◆ READING TEXT:
........

Naser Mestarihi EP is the eponymous debut EP of Doha based heavy metal/hard rock guitarist Naser Mestarihi. The release of the album marked the first official release of a rock album out of Qatar. All the lyrics and music on the album were written by Mestarihi, who also plays all the instruments with the exception of the drums.

Music 
Mestarihi has described the album as a "cathartic output which helps people deal with difficult issues." Most of the lyrics and subject themes on the album are introspective and deal with overcoming turmoil by conveying a positive and uplifting message.

Track listing

Release 

The album was released on December 31, 2010. Upon its release, the album received positive critical reviews, with Rolling Stone magazine's Anthony McGregor describing it as a "Technically  EP". Additionally, it was hailed as a "huge sounding impressive debut." The album also received a positive review by Sur la Terre magazine in which Mestarihi's guitar playing was described as "guttural riffs threaded beautifully, if not maniacally, with the screeching whine of fast licks." In the same review his playing is described as "almost computerised-sounding builds that you can't help but double-back on and listen to over and over again."

........

◆ MATERIALS PROVIDED:
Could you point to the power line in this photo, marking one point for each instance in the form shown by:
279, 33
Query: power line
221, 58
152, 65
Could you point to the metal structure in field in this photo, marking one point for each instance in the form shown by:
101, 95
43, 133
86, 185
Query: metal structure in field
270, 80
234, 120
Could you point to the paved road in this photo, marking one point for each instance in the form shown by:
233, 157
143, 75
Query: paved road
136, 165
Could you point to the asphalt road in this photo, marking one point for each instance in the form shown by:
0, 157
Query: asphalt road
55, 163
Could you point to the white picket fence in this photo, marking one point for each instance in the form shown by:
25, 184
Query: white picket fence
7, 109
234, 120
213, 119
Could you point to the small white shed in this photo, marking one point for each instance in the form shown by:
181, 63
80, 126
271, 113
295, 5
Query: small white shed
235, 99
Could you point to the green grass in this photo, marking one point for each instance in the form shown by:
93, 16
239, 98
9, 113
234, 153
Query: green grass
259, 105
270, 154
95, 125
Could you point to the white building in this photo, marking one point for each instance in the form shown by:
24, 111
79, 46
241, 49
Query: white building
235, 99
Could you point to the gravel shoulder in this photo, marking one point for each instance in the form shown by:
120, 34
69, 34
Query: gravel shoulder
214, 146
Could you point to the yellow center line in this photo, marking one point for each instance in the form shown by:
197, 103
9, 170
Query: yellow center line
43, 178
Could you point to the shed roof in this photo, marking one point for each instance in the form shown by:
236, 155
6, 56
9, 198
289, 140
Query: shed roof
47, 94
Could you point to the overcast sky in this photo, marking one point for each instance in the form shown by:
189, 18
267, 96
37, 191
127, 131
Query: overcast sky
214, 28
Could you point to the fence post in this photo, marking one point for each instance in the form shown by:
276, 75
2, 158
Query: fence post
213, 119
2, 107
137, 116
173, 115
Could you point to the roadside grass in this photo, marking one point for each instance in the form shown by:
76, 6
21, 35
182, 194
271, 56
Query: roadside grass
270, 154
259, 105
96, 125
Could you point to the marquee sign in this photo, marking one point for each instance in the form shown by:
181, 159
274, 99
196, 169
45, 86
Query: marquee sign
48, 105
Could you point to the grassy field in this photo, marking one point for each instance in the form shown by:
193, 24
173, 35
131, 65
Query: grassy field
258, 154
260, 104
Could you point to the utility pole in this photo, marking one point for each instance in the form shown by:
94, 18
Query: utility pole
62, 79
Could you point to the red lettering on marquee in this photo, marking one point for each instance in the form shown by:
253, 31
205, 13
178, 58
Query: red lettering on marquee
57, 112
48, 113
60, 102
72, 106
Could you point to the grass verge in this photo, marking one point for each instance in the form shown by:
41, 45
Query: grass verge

........

◆ PARTS OF THE EXERCISE:
A: Answer these questions about the text on the Naser Mestarihi EP, one per line:
(i) On what date was the album released?
(ii) Which instrument on the album is not played by Mestarihi?
(iii) What phrase did Mestarihi use to describe the album?
B: Render the entries as a numbered list, from the line containing "Could you point to the utility" through the end of the entries, both ends included, and leave out any blank lines.

◆ THE RESULTS:
A:
(i) December 31, 2010.
(ii) The drums.
(iii) A "cathartic output which helps people deal with difficult issues."

B:
1. Could you point to the utility pole in this photo, marking one point for each instance in the form shown by:
2. 94, 18
3. Query: utility pole
4. 62, 79
5. Could you point to the red lettering on marquee in this photo, marking one point for each instance in the form shown by:
6. 253, 31
7. 205, 13
8. 178, 58
9. Query: red lettering on marquee
10. 57, 112
11. 48, 113
12. 60, 102
13. 72, 106
14. Could you point to the grass verge in this photo, marking one point for each instance in the form shown by:
15. 41, 45
16. Query: grass verge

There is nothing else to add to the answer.